> **What you have to do**
Answer these from the essay below titled "A Midwife is Born."
1. Which profession did the writer declare in high school?
2. In which Chamber of Commerce program was the writer a leader?
3. In which year of high school was the writer's interest in midwifery ignited?

> **Extract provided**

= Beginning of Section =

Stories & Insights

Musings, Reflections, and Calls to Action

A collection of stories and inspirations about and for my work at Praxis Midwifery and beyond.

A Midwife is Born.

In high school I declared I would become an OB/GYN. I never saw or read about birth – that I remember. My parents worked in healthcare IT and the lab. My uncle was an artist-physician. One of my second moms was a nurse. She and my mom volunteered at the pregnancy aid center in my small north Texas hometown. So, one could draw some loose lines between my professional interests and my youth.

Really I was invested in people, in community. Clinician caregiving was a vehicle for those core values. I was a leader in the Chamber of Commerce’s Junior Chamber Ambassador program and organized fund raisers and volunteer events making meals for families at the Ronald McDonald House serving the children’s hospital. We lived behind a nursing home and in elementary school I spent many holidays baking cookies, making cards, and visiting the residents.

The light of midwifery was ignited when I was a junior in high school. A class project had me shadowing healthcare workers and I was fortunate to be able to observe the nurses in a busy labor & delivery unit. I remember observing the bustle, seeing the monitors and learning about fetal monitoring, and a woman allowed me to be with her and her nurse during her birthing. I remember her laughter, the physical support given (water, repositioning, holding her legs while she pushed), and the limited interaction of her OB. Specifically, I recall him coming to the bedside just as she started pushing, assessing her progress, making comment about how much longer he thought it might take, and leaving the room for us to continue the work.

It was the lack of presence that surprised me and caused me to rethink my chosen path. You see, I was interested in connection, time, physical presence that I recognized would not be possible as an OB. It was the nurses providing that care, that connection. (While I recognize the flaw in generalizing from this one experience in a single hospital unit, the heart of what I sensed was missing – and the possibilities for caregiving as a different kind of clinician – remains spot on over twenty years later.)

= End of Section =

> **Provided data**
= Beginning of Section =

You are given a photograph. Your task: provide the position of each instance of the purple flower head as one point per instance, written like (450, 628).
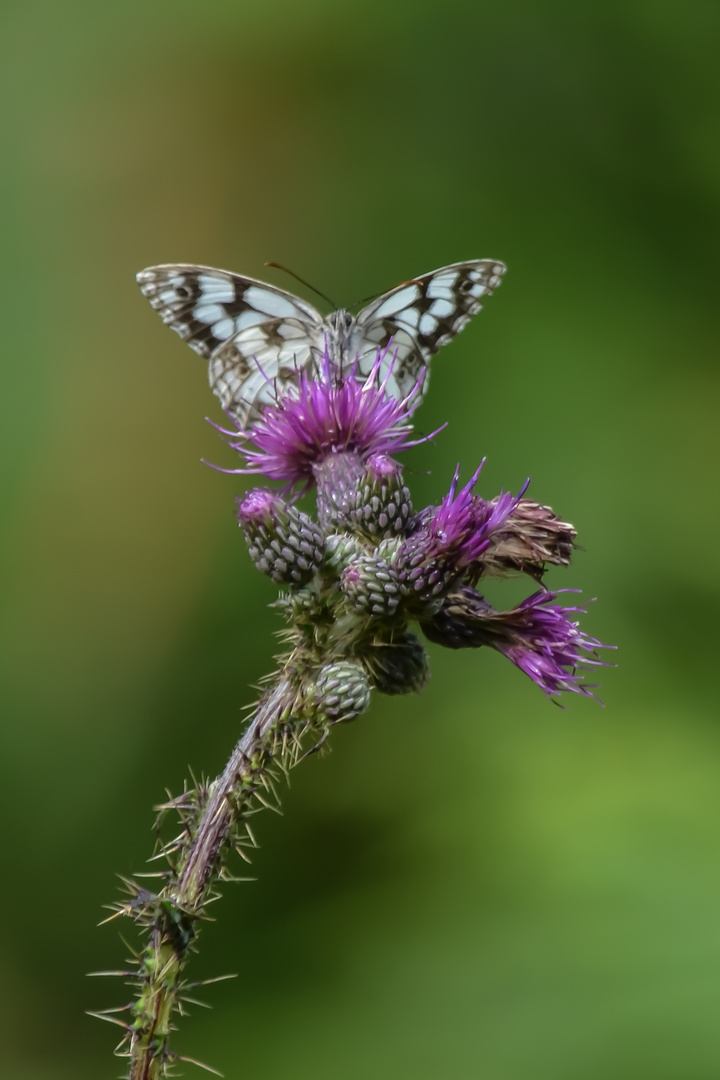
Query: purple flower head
(462, 527)
(327, 414)
(538, 636)
(548, 646)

= End of Section =

> **Solution below**
1. OB/GYN
2. The Junior Chamber Ambassador program
3. Junior year